## Begin DATA
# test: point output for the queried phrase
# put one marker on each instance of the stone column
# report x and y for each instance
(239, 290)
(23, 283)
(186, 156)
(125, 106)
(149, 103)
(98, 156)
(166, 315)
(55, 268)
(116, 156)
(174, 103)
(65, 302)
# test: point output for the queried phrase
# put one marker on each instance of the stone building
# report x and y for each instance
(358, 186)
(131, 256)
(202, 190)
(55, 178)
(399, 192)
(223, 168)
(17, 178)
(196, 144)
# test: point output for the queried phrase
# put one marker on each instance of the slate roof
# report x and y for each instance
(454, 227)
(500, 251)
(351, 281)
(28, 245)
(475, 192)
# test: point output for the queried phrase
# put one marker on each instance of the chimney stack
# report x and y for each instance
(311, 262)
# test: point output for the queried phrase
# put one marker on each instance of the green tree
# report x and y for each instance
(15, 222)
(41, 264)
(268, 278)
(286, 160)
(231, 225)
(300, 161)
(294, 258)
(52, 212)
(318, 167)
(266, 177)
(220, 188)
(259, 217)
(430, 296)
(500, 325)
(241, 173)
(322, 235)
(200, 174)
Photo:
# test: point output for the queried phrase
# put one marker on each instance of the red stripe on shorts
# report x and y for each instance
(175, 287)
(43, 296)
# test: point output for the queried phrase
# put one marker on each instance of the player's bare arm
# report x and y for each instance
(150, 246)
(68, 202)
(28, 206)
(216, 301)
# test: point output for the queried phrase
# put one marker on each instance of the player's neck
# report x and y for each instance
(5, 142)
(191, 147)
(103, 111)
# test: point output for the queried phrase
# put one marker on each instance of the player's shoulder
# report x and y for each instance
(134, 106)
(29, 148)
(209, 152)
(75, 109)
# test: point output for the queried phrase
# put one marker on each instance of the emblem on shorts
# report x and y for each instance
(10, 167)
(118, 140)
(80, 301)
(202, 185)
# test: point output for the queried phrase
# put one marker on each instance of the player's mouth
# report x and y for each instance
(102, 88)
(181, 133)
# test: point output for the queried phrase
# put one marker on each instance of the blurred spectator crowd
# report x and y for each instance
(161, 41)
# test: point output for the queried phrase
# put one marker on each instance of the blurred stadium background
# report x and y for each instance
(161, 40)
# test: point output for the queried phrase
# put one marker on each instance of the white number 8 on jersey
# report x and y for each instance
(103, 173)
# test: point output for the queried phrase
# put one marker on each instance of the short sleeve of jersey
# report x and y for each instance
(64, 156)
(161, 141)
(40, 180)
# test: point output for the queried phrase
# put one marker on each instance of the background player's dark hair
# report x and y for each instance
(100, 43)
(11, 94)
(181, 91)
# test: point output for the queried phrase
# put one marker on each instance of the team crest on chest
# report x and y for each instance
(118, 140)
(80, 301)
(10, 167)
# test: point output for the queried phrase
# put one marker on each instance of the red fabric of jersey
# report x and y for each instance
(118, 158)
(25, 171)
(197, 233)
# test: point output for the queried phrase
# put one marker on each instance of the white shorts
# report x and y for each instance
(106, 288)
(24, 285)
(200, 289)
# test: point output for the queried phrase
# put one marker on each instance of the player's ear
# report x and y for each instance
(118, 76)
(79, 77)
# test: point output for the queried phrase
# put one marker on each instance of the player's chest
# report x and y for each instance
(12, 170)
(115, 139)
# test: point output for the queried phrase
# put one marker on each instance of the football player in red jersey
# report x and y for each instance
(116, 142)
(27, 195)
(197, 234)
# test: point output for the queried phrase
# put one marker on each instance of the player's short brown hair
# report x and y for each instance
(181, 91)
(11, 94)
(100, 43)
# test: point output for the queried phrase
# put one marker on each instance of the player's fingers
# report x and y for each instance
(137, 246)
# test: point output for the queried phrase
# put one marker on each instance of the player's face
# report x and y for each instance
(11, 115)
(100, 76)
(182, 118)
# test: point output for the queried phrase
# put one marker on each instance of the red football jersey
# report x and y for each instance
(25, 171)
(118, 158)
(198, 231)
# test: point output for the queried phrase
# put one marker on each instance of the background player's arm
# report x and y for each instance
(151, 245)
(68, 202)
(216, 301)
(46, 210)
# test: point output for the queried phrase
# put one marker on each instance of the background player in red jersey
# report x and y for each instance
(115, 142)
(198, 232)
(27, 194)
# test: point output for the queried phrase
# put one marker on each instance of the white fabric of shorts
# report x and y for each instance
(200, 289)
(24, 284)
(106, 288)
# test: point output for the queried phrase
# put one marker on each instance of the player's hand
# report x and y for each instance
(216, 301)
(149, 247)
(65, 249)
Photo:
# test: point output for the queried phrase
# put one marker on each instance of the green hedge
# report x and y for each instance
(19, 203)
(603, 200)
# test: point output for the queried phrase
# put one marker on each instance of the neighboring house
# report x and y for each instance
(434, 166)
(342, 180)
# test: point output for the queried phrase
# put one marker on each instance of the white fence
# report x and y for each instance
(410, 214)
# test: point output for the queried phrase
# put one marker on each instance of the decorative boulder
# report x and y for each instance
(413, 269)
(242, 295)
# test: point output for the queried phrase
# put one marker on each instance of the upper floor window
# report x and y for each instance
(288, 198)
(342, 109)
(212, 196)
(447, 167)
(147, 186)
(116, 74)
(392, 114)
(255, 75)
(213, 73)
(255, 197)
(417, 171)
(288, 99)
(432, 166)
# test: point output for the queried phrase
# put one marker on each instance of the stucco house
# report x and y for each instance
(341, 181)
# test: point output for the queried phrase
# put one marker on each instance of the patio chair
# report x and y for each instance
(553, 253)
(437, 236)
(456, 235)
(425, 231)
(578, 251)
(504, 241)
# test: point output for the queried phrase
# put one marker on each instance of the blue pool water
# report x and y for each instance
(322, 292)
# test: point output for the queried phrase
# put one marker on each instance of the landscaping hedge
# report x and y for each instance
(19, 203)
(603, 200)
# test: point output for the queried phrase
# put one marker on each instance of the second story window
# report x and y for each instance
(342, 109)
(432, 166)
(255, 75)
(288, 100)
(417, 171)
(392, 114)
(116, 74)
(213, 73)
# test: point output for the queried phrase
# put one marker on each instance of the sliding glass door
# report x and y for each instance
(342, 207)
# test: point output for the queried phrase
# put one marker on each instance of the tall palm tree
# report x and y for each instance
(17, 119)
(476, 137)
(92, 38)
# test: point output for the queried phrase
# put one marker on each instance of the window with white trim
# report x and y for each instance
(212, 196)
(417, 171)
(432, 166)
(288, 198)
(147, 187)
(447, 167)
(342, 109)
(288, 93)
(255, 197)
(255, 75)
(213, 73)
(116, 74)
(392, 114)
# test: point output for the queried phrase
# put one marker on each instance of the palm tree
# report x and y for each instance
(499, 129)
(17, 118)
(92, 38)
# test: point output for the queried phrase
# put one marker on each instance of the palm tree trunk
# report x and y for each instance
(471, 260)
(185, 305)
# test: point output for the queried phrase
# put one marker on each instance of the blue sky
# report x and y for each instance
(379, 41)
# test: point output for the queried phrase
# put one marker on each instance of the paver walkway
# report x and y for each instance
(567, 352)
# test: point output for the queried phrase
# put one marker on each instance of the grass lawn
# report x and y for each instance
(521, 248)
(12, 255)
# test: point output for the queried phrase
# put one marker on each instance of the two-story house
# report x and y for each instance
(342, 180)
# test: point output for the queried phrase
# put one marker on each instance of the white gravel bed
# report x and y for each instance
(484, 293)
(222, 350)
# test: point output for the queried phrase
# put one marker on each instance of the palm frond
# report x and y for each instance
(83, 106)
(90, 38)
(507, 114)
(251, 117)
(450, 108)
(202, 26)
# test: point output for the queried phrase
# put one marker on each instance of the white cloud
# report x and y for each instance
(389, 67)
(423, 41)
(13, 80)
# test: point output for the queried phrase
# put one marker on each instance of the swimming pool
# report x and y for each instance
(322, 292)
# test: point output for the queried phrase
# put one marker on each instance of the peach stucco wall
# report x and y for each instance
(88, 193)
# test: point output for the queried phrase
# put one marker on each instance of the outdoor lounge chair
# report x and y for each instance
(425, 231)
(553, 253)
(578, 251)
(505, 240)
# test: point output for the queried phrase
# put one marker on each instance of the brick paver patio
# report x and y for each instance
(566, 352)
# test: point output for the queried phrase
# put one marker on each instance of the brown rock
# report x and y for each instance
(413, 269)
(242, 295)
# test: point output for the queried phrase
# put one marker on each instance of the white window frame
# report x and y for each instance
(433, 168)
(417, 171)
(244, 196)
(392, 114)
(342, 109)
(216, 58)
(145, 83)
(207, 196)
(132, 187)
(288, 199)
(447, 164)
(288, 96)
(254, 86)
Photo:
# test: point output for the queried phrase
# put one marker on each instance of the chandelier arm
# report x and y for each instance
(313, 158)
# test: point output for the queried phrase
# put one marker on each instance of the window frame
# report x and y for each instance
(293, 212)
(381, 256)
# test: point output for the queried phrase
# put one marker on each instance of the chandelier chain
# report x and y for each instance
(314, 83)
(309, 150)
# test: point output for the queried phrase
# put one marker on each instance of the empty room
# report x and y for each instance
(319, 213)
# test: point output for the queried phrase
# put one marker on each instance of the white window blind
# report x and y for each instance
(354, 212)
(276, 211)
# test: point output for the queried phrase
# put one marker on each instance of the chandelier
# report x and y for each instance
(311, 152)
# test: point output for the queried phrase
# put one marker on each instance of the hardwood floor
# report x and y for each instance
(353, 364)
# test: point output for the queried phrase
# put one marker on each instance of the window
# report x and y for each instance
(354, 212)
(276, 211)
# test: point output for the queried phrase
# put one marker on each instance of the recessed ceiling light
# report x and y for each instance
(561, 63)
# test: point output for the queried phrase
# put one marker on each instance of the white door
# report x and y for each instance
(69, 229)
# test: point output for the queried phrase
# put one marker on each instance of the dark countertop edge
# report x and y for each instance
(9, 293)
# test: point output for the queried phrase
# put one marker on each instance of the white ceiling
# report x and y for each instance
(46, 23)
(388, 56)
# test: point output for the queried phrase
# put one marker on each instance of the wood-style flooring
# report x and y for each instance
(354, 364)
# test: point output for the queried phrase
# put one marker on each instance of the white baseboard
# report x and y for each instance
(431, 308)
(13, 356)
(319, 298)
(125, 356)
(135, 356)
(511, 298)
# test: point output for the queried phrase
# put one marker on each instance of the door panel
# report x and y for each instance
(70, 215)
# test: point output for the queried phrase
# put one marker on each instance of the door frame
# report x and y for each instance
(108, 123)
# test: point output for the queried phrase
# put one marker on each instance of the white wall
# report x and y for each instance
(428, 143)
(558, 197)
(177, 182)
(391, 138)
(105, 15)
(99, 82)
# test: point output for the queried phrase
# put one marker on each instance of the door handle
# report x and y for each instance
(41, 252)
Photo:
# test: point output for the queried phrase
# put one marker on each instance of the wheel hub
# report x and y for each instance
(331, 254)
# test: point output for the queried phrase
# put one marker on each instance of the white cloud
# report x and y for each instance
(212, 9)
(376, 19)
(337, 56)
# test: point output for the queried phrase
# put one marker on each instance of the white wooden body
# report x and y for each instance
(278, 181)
## End DATA
[EXERCISE GOAL]: Collect every line of the material that contains the word "blue", and list them in the order they appear.

[SOLUTION TO THIS TASK]:
# put one marker on each instance of the blue pool water
# put one marker on each instance of the blue sky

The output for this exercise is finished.